## Work to be completed
Copy the data below in full, exactly as it appears.

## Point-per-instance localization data

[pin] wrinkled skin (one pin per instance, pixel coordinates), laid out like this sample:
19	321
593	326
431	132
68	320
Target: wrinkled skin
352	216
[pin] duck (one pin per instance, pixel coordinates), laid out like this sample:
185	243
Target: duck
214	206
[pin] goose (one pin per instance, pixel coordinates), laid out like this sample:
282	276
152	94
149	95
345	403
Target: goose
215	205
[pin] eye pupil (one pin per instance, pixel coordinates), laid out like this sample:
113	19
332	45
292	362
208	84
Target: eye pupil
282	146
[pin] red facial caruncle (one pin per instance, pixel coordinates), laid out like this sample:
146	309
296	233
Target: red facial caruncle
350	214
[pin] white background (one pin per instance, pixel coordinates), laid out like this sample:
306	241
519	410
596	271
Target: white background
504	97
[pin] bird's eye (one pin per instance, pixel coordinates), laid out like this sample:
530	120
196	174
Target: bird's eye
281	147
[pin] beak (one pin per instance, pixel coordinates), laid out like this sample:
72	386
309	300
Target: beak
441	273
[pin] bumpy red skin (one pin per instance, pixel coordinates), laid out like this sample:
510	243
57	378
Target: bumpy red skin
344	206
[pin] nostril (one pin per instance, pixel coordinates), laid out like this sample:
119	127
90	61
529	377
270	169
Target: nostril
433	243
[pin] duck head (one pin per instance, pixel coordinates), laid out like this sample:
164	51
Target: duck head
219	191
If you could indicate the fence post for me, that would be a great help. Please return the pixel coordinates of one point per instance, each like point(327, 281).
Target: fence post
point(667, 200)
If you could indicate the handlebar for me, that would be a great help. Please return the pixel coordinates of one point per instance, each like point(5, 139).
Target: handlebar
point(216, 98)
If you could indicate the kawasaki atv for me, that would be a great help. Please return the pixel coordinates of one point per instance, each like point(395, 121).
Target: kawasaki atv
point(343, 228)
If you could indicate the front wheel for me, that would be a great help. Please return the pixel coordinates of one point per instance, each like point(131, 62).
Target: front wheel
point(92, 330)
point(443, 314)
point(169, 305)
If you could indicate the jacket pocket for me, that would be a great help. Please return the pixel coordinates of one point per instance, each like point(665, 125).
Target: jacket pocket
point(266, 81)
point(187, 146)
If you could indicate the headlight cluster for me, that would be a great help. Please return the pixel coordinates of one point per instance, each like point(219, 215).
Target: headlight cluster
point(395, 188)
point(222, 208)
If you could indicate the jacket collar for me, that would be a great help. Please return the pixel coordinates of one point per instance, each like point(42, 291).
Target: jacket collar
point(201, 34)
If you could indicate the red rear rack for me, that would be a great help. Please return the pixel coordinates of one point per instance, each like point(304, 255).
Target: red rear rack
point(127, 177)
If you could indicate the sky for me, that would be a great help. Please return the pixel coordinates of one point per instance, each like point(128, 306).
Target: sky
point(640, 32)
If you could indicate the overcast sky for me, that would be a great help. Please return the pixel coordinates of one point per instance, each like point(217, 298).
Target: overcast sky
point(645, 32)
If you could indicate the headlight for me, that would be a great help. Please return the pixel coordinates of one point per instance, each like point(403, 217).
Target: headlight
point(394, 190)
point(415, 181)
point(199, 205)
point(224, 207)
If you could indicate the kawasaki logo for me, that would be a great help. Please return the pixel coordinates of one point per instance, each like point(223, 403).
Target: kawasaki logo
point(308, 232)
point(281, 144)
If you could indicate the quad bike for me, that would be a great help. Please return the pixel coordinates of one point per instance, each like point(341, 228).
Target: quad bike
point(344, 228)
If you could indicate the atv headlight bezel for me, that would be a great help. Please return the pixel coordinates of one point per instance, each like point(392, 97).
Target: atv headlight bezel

## Expected answer
[pin] wrinkled skin (one pin per instance, pixel coordinates), laid out like this sample:
19	321
593	326
431	132
68	320
Target: wrinkled skin
352	216
[pin] duck (one pin per instance, pixel coordinates), laid out like this sample:
185	243
Target: duck
214	206
[pin] goose (one pin per instance, pixel coordinates), laid out like this sample:
282	276
152	94
149	95
345	403
Target: goose
215	205
[pin] eye pupil (one pin per instance, pixel coordinates), laid out like this sample:
113	19
332	45
292	362
208	84
Target: eye pupil
282	146
[pin] red facial caruncle (one pin per instance, pixel coordinates), laid out like this sample:
146	309
296	233
Target: red facial caruncle
350	214
[pin] white background (one pin per instance, pixel coordinates), laid out like this sample:
306	241
519	410
596	271
Target: white background
504	97
[pin] bird's eye (one pin per instance, pixel coordinates), laid out like this sample:
530	120
196	174
Target: bird's eye
281	147
[pin] beak (one pin per instance, pixel coordinates), laid out like this sample:
72	386
309	300
Target: beak
441	273
[pin] bumpy red skin (one pin per instance, pixel coordinates), laid out like this sample:
510	243
57	378
Target: bumpy red skin
344	206
[pin] nostril (one pin per instance, pixel coordinates), laid out like this sample:
119	127
90	61
529	377
270	169
Target: nostril
433	243
[pin] duck head (one pin per instance, pixel coordinates), laid out like this sample:
164	51
Target: duck head
219	191
If you could indicate the fence post for me, that would be a great help. Please return the pixel coordinates of one point per instance, each like point(327, 281).
Target: fence post
point(667, 200)
If you could indicate the handlebar for me, that would be a great help. Please return the pixel coordinates of one point per instance, each like point(5, 139).
Target: handlebar
point(216, 98)
If you could indicate the kawasaki atv for me, that would be a great help. Please return the pixel coordinates of one point per instance, each like point(395, 121).
Target: kawasaki atv
point(343, 228)
If you could indicate the front wheel for me, that would be a great help. Please return the pixel coordinates of one point per instance, each like point(131, 62).
Target: front wheel
point(92, 330)
point(443, 314)
point(169, 305)
If you could indicate the jacket pocket for me, that would be a great help. Please return the pixel coordinates of one point per instance, each like point(665, 125).
Target: jacket pocket
point(266, 81)
point(187, 146)
If you could indicate the headlight cluster for me, that would be a great help. Please return the pixel coordinates of one point per instance, each like point(219, 215).
Target: headlight cluster
point(395, 188)
point(222, 208)
If you could indicate the jacket collar for me, that would be a great help. Please return the pixel coordinates of one point per instance, each like point(42, 291).
Target: jacket collar
point(201, 34)
If you could indicate the red rear rack for me, that would be a great help. Please return the pixel coordinates of one point per instance, each like point(304, 255).
Target: red rear rack
point(127, 177)
If you could indicate the sky for me, that would be a great help. Please return the pixel coordinates of one point per instance, each like point(128, 306).
Target: sky
point(640, 32)
If you could indicate the overcast sky for me, that would be a great help. Please return the pixel coordinates of one point per instance, each like point(217, 298).
Target: overcast sky
point(645, 32)
If you could indicate the headlight for me, that would be a great help. Please return the pixel coordinates of one point per instance, each like point(403, 217).
Target: headlight
point(394, 190)
point(415, 181)
point(199, 205)
point(224, 207)
If you could indicate the kawasaki logo for me, that would be a great help. Please return the pixel coordinates of one point per instance, each like point(223, 403).
Target: kawasaki logo
point(308, 232)
point(281, 144)
If you could indicate the quad bike for me, that would be a great help. Please return the pixel coordinates of one point per instance, each like point(341, 228).
Target: quad bike
point(344, 228)
If you could indicate the atv headlight bezel for me, that would be a great help. Please return the pixel coordinates of one point per instance, each like point(392, 97).
Target: atv headlight bezel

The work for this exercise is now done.